### Requirement:
The lines below starting at the line containing "One marker belongs on each instance of the group" and ending at the line containing "One marker belongs on each instance of the two-story" are to be repeated exactly, with both ends kept and nothing else added.

### Material for this exercise:

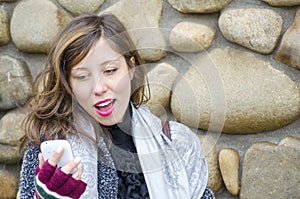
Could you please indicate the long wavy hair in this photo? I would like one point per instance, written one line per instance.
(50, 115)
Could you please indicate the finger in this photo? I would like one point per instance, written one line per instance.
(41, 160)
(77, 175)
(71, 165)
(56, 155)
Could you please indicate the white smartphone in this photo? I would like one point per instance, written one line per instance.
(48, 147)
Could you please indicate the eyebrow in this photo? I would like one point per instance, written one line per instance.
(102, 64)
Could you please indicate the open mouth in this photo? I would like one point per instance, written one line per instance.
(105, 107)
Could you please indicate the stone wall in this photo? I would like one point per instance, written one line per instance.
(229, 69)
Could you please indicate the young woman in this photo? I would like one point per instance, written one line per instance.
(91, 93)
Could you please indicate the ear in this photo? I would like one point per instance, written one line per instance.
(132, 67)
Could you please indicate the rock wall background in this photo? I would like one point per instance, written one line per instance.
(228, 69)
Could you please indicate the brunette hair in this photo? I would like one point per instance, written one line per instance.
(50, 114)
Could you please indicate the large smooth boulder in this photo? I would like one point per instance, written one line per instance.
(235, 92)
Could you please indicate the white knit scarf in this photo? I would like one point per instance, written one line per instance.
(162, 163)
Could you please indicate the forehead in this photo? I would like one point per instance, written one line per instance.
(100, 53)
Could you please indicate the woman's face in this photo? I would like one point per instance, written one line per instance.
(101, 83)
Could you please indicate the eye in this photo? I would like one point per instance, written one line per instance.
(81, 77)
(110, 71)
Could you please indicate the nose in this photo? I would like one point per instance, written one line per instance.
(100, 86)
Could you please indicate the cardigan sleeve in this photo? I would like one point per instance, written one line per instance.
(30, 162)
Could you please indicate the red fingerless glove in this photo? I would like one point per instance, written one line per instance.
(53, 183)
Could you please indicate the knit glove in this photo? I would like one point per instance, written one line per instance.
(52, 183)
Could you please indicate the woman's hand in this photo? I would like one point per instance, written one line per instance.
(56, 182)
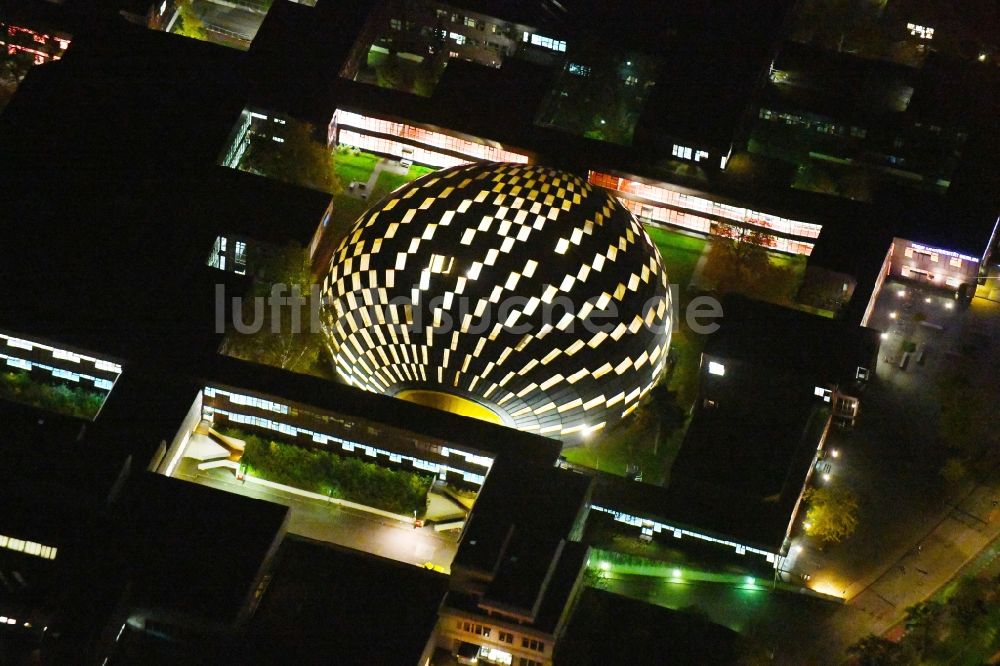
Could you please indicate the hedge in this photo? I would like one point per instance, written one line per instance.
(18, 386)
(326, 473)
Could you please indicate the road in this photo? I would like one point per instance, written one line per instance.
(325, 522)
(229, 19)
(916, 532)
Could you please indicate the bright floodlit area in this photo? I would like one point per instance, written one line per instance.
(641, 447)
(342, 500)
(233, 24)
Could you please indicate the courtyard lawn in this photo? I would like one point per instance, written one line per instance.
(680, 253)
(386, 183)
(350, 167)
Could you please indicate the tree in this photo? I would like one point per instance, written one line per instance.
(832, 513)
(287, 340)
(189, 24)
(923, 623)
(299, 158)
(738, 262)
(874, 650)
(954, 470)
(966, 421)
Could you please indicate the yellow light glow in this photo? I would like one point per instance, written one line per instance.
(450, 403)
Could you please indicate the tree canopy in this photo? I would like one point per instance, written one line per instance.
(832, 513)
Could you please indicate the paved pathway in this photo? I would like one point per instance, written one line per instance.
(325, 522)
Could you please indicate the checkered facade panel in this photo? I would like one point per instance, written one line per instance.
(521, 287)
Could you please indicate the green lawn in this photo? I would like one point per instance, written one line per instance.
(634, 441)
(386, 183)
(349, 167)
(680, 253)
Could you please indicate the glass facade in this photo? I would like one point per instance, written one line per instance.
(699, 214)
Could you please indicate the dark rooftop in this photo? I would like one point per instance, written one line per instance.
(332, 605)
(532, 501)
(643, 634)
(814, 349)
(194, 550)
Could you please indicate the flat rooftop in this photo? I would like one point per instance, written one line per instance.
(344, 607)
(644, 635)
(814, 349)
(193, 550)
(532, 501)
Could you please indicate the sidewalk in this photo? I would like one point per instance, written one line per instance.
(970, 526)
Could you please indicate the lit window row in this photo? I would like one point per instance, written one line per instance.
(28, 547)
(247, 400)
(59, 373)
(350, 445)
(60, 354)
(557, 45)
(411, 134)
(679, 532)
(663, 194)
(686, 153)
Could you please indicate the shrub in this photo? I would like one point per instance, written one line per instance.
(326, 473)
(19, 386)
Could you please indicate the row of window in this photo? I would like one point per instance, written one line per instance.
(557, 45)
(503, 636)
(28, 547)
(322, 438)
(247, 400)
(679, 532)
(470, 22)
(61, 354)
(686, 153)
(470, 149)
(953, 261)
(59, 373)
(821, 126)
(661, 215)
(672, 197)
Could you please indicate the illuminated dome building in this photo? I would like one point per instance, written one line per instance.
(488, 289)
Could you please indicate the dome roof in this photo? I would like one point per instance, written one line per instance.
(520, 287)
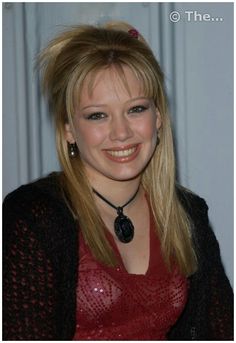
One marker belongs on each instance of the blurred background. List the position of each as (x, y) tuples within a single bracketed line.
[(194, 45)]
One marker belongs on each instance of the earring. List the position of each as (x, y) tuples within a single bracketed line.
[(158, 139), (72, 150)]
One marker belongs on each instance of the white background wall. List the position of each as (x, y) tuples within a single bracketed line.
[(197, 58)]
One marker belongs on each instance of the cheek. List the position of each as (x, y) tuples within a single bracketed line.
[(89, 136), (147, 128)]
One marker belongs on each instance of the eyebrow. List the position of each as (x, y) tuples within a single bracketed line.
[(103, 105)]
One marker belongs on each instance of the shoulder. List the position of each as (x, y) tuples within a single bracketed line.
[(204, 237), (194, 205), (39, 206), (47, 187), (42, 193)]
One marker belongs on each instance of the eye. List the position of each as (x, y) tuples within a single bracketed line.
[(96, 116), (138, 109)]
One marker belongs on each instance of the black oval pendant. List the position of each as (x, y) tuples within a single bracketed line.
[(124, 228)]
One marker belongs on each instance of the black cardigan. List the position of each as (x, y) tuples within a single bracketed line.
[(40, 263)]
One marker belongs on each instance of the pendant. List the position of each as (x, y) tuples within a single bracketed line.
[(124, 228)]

---

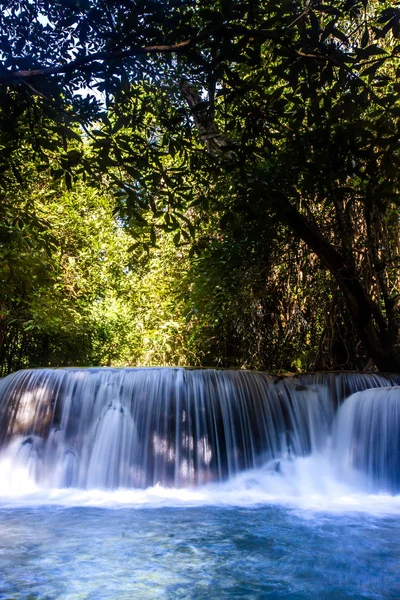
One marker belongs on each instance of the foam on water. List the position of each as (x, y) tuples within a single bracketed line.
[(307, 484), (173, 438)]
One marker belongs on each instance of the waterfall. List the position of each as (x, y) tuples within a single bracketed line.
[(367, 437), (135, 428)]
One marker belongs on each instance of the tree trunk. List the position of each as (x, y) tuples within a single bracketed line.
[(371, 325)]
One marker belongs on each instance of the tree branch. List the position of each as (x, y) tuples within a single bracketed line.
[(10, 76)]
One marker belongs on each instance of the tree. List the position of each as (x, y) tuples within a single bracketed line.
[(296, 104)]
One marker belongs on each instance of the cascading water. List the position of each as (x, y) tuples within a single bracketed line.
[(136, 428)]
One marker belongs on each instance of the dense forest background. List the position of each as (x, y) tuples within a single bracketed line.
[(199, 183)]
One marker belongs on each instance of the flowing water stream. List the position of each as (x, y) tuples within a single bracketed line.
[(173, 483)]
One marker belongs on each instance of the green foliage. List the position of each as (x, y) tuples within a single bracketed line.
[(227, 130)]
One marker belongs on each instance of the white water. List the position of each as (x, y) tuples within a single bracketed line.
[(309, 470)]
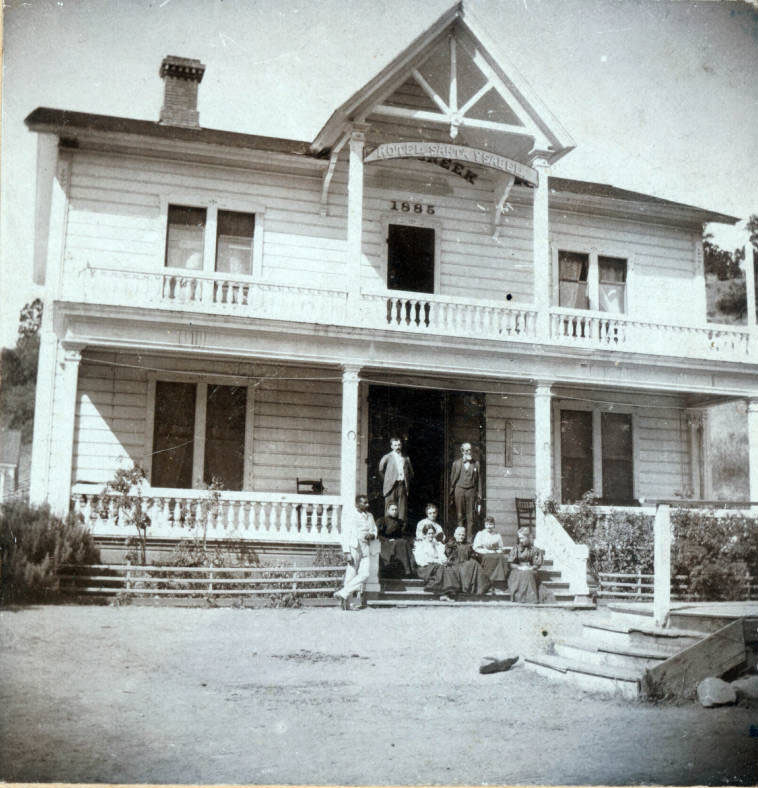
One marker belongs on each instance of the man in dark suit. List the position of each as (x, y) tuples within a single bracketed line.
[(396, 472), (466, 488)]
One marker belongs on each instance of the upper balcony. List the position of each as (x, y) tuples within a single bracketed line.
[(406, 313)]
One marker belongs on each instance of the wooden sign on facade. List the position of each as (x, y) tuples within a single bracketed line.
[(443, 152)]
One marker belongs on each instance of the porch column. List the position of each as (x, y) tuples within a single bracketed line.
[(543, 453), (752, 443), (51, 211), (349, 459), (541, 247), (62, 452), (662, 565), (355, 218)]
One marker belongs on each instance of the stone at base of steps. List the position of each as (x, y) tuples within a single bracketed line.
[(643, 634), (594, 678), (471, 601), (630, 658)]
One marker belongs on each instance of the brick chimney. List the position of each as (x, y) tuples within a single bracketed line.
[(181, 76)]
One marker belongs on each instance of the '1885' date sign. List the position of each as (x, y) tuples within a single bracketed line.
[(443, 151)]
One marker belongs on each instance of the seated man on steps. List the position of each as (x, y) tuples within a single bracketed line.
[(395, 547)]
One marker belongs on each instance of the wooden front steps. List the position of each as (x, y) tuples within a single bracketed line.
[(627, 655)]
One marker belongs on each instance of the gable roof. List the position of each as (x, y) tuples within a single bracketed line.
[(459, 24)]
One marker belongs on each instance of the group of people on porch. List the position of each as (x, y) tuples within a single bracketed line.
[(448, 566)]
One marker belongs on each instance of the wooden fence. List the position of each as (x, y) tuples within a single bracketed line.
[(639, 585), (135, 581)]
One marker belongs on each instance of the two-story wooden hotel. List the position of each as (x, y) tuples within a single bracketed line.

...

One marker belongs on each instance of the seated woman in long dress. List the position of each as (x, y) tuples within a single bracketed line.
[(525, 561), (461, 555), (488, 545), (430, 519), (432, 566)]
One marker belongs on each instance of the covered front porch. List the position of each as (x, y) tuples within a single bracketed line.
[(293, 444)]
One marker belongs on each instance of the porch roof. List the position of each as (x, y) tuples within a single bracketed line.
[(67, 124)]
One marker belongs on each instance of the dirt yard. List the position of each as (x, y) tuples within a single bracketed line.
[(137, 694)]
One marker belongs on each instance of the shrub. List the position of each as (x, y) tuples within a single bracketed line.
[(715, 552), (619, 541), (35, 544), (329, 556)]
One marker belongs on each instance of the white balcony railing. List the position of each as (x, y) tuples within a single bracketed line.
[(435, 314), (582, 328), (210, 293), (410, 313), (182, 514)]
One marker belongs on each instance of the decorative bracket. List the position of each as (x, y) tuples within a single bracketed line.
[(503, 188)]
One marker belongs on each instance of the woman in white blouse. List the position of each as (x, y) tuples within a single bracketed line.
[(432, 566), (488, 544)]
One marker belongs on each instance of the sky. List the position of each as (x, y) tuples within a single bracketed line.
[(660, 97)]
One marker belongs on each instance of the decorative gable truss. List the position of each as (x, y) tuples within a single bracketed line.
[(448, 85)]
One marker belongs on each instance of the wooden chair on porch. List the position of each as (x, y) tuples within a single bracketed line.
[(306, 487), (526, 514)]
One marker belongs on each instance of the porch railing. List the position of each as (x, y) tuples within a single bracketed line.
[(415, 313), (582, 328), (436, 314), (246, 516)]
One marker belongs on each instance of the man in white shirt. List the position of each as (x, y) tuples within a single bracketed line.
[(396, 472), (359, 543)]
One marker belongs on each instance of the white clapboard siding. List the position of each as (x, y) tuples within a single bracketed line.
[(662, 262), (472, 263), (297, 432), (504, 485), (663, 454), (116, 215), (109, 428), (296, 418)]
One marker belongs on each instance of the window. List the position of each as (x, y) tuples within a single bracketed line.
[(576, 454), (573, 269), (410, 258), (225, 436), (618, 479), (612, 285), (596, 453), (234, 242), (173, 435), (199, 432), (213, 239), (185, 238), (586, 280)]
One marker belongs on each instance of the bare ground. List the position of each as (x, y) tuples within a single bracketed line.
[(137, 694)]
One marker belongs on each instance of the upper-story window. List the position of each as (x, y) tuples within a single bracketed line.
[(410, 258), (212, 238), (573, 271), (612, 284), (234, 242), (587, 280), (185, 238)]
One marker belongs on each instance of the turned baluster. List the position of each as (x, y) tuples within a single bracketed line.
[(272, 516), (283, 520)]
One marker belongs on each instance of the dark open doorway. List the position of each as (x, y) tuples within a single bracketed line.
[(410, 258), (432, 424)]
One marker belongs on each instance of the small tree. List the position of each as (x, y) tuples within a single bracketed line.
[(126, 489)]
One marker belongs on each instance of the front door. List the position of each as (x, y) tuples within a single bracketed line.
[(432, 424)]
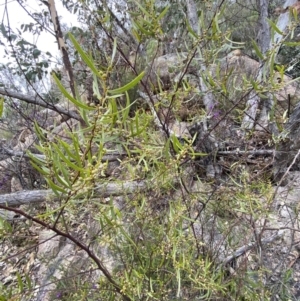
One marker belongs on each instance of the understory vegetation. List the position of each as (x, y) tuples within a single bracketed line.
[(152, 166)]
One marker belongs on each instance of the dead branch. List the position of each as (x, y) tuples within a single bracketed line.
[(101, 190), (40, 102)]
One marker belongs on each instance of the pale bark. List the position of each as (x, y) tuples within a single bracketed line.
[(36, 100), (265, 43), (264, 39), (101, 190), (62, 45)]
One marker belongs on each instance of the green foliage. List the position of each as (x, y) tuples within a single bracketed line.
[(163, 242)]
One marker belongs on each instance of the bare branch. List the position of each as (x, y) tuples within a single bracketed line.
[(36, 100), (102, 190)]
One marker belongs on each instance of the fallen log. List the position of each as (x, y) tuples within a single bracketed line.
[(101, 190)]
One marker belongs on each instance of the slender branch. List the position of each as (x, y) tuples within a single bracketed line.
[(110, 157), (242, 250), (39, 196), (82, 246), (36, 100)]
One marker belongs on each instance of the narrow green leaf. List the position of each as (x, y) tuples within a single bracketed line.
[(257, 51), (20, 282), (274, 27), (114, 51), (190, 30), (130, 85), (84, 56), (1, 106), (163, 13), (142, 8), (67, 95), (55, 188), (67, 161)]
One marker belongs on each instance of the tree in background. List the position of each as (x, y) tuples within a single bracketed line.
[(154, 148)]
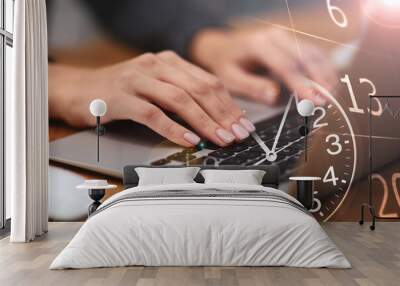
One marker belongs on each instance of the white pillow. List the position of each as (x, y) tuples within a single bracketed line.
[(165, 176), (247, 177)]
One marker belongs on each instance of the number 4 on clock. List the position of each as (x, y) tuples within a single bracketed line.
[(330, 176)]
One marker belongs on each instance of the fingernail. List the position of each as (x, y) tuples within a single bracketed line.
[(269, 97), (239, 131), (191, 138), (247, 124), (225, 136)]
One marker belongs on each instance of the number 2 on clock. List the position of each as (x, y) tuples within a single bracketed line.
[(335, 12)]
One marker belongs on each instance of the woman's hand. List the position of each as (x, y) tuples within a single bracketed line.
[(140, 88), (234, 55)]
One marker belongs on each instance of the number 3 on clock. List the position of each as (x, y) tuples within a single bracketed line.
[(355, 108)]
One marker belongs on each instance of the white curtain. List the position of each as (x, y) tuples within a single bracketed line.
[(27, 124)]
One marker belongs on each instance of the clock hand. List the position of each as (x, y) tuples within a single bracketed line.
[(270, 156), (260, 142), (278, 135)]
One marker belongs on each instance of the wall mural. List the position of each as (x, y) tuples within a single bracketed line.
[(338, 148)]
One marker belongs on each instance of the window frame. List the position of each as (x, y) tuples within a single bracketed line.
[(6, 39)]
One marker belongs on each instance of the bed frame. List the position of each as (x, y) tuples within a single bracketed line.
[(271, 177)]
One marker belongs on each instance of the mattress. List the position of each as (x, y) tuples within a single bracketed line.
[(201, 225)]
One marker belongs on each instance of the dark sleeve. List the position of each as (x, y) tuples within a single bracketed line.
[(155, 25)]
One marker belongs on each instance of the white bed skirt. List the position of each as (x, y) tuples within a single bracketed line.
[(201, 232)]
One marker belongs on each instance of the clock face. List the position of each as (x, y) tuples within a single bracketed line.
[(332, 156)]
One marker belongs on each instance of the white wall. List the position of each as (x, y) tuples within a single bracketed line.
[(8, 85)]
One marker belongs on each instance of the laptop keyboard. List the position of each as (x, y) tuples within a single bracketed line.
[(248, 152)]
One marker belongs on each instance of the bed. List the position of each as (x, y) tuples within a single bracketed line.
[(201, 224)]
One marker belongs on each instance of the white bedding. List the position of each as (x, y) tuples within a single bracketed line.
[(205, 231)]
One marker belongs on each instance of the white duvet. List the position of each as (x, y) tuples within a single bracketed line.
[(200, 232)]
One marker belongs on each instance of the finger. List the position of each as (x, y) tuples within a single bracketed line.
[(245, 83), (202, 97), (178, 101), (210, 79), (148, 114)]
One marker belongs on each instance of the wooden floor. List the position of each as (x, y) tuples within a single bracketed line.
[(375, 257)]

### Solved exercise:
One marker belongs on each instance of the group of people on porch. List the position of each as (x, y) tuples within a single bracketed line.
[(448, 566)]
One marker belongs on each instance of the wooden fence. List the position of each as (x, y) tuples within a single bracketed line.
[(639, 585), (135, 581)]
One marker belongs on each instance of the two-story wooden hotel. List the position of each as (x, y) tuples within a single bracketed line.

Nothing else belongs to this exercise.